* **SOURCE PASSAGE**
=====
Twice in recent months the ghost of William Hazlitt has visited me. The first time, while I was in the shower, a stray phrase suddenly seized my attention: “seeing all this as I do…” I couldn’t quite attach it to a source yet, nor to a reason, but I recognized its importance and held on by mumbling it repeatedly as I rinsed and dried off and got dressed, so that by the time I got downstairs for breakfast, I recognized it as a key phrase in the rumbling crescendo of “On the Pleasure of Hating.” But why had it come to me? To round out an essay I was writing, I realized. The essay was about love, particularly my love for Karina, and the improbability of our ever meeting. It was also about our children, then all prime-number aged (1, 2, 5, 7, 11, 13), and the improbability of them ever being born, much less being born in an order that would briefly become such a mathematically interesting pattern. And it was about the Law of Large Numbers and/or Confirmation Bias, which would declare such idle speculations moot. Hazlitt’s phrase would speak for my feeling that although I recognize that miracles like my marriage and family are statistically inevitable given such vast numbers of people and interactions, I hold to a quasi-magical worldview. “Seeing all this as I do…” It fit perfectly.
When I looked it up, for context, I read surrounding the phrase,
What chance is there of the success of real passion? What certainty of its continuance? Seeing all this as I do, and unravelling the web of human life into its various threads…
This, too, fit my essay, as if written precisely for me. I offered a quick prayer of thanks to the old Romantic.
Which may be why he visited me again, just the other day, as I drove to work. “The spirit of malevolence survives the practical exertion of it,” he whispered. “What?” I said aloud, not quite sure I’d heard correctly. “The spirit of malevolence survives the practical exertion of it,” he repeated, and this time I recognized his voice, even knew that he was quoting “On the Pleasure of Hating” again, and that he was giving me a part of my essay on spit, which was really an essay on maturing into acceptance of others. Curiously, I found when I looked it up, he seemed to be inviting me to disagree with him. Whereas Hazlitt had argued that “We give up the external demonstration, the brute violence, but cannot part with the essence or principle of hostility,” I was convinced that we can. At least I had changed in some essential way that I no longer felt the same about a friend whom I had wronged, could not reconjure in myself those feelings of disappointment and rage.
I feel quite certain that Hazlitt was OK with that.
=====
* **COLLECTED DATA**
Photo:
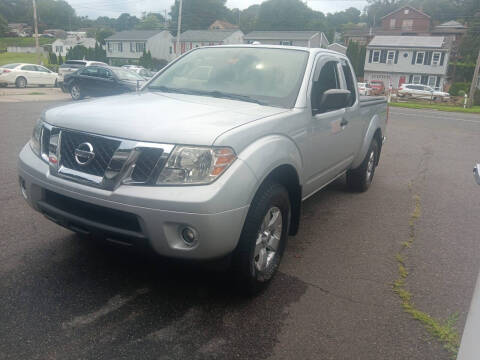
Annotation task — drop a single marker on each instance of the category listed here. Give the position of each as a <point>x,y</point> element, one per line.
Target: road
=====
* **WHAT YOU WILL DO**
Please reproduce the Hazlitt passage word for word from "When I looked it up, for" to "the old Romantic.".

* **RESPONSE**
When I looked it up, for context, I read surrounding the phrase,
What chance is there of the success of real passion? What certainty of its continuance? Seeing all this as I do, and unravelling the web of human life into its various threads…
This, too, fit my essay, as if written precisely for me. I offered a quick prayer of thanks to the old Romantic.